* 作業の指示
「神の無理ゲー」の文章を、「世界がもし100人の村だったら、」の言葉があるところから書き出し、「それを「私」と称するのなら、僕はすでに他の誰かになっている。」まで書いたら止めてください。そのとき「村人」を「住人」に入れ替えてください。

### 本文

無理ゲーとは、その苛酷な条件、設定のため、
クリアすることが非常に困難なゲームをいう。
「神の無理ゲー」は、その苛酷さに気づかなければ、
クリアできてしまう、あるいは、
降参してしまうことで、クリアしたことになる、
さらには、ゲームを始めなければ、クリアしている、
そんな不思議なルールになっている。
神なら、例えば、僕が見たこと、聞いたこと、
感じたこと、思ったこと、考えたこと、
それくらいはお見通し、そんなルールがある。
でも、僕たちには、それがどういうことなのか、
実は、理解さえできていない。
「神の無理ゲー」は、ゲームを始めてから、
ルールが理解できないことを知る、
そんな不思議なルールになっている。
世界がもし100人の村だったら、
「私」と称する村人が、100人いることになる。
神が全知全能なら、
どの「私」からも世界を見渡せる、
そんな視点を持つはずだ。
しかし、僕の「私」を維持したまま、
他の村人の「私」になることなど、
僕たちにはできない。
僕がなり代わった、他の誰か視点で世界を見渡すのなら、
もはや、僕は、僕であり続けることができない。
他の誰かの記憶や、心や、意識と呼ぶようなもの、
それを「私」と称するのなら、僕はすでに他の誰かになっている。

######
### 渡されたデータ

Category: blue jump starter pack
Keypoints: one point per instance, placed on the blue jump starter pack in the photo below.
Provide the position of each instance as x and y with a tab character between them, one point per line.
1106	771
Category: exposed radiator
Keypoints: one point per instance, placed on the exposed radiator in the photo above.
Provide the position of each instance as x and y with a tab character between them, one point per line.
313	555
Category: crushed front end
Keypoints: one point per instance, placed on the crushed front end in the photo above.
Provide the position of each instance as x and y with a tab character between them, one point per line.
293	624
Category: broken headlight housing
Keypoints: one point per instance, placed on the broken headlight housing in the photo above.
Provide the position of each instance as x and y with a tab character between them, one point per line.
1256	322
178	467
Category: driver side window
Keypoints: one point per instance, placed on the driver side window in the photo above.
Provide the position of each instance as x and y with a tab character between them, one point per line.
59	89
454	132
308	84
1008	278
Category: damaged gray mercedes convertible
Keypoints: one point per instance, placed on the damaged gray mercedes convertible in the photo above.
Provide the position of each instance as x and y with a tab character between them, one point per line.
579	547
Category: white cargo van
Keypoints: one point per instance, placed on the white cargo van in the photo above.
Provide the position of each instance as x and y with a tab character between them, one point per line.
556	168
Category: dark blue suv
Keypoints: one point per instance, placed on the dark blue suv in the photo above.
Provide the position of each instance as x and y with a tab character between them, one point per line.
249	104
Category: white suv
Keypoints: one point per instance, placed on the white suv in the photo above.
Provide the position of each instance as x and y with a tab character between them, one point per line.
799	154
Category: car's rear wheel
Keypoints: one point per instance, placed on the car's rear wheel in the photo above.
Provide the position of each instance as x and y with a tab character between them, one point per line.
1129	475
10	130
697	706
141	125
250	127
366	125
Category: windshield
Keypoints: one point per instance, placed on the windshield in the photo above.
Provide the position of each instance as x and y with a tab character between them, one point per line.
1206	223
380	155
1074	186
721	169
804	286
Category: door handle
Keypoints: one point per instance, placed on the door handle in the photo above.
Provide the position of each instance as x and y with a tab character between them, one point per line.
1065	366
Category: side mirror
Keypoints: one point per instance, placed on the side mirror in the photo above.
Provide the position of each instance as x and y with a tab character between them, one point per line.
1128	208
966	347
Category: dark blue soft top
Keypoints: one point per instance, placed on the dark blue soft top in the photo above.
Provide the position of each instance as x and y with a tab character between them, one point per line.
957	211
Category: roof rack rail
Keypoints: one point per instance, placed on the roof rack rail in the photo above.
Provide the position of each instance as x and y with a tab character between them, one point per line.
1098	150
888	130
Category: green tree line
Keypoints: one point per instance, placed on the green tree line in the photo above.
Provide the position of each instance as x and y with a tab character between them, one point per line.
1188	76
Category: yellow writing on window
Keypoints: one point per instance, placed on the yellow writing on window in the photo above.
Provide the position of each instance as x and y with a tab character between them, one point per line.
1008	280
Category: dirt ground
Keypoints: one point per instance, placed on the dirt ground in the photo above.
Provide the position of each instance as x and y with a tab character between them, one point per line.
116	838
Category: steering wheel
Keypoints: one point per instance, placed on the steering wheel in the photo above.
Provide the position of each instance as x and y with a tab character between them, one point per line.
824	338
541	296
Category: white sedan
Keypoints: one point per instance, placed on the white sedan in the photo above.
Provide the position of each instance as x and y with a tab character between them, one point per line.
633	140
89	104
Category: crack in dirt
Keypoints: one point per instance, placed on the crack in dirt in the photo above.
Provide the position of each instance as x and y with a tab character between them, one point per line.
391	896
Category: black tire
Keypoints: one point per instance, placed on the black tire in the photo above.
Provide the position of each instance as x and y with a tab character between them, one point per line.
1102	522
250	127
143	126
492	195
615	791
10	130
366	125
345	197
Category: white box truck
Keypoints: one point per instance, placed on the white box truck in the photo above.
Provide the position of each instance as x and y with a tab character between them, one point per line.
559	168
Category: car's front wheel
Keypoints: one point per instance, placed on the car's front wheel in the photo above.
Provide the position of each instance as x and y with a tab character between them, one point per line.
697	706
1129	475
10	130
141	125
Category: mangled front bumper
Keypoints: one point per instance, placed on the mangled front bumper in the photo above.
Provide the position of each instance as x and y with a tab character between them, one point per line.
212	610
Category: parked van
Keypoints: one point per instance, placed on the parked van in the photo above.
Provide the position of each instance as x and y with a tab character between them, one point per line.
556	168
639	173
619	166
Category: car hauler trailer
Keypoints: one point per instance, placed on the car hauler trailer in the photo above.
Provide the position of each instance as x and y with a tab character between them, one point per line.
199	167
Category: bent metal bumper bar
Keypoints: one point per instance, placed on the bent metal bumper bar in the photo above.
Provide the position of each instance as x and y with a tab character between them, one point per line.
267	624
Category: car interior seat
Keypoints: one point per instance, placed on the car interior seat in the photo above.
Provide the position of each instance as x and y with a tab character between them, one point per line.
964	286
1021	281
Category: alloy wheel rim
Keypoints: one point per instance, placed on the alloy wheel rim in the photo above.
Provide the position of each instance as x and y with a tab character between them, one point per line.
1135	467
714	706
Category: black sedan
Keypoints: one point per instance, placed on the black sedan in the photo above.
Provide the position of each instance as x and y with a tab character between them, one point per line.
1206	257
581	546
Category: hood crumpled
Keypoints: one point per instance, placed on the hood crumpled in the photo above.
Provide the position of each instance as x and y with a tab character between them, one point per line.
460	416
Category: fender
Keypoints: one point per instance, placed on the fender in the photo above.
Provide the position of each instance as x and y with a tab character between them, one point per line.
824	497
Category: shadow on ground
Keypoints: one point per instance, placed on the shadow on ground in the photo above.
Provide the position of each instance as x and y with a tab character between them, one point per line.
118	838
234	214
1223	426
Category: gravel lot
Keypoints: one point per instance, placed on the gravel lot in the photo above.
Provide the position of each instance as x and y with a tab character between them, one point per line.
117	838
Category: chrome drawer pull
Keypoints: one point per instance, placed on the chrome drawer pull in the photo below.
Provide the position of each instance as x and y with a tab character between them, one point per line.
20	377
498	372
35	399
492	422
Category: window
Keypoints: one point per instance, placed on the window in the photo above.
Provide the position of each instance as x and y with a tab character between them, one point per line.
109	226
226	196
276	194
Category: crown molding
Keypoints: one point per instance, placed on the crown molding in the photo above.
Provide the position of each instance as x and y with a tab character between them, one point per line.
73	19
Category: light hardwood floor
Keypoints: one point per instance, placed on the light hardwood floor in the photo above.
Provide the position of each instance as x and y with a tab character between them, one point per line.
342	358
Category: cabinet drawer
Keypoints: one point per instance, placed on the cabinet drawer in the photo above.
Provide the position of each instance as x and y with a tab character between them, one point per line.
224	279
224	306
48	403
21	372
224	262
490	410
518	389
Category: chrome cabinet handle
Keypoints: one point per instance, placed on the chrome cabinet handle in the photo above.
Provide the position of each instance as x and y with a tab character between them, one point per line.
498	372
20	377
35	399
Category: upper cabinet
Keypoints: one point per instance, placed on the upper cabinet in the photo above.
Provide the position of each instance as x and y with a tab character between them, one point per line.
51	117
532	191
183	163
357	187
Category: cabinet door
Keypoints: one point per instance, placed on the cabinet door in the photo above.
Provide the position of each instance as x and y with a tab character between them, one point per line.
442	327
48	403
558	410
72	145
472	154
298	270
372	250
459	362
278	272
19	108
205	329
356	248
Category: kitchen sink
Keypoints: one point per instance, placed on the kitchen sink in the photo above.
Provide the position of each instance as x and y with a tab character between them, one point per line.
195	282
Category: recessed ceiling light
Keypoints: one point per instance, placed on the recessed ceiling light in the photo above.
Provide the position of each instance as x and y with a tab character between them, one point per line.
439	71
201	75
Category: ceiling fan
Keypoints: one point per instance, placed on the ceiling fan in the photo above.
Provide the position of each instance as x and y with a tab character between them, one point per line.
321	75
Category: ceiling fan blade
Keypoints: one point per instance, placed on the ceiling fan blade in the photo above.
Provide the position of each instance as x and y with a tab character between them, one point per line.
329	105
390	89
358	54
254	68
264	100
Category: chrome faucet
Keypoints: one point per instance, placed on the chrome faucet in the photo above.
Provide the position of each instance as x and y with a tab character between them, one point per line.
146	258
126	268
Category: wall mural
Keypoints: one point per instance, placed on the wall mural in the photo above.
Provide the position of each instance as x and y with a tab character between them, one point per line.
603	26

######

* この作業の答え
世界がもし100人の村だったら、
「私」と称する住人が、100人いることになる。
神が全知全能なら、
どの「私」からも世界を見渡せる、
そんな視点を持つはずだ。
しかし、僕の「私」を維持したまま、
他の住人の「私」になることなど、
僕たちにはできない。
僕がなり代わった、他の誰か視点で世界を見渡すのなら、
もはや、僕は、僕であり続けることができない。
他の誰かの記憶や、心や、意識と呼ぶようなもの、
それを「私」と称するのなら、僕はすでに他の誰かになっている。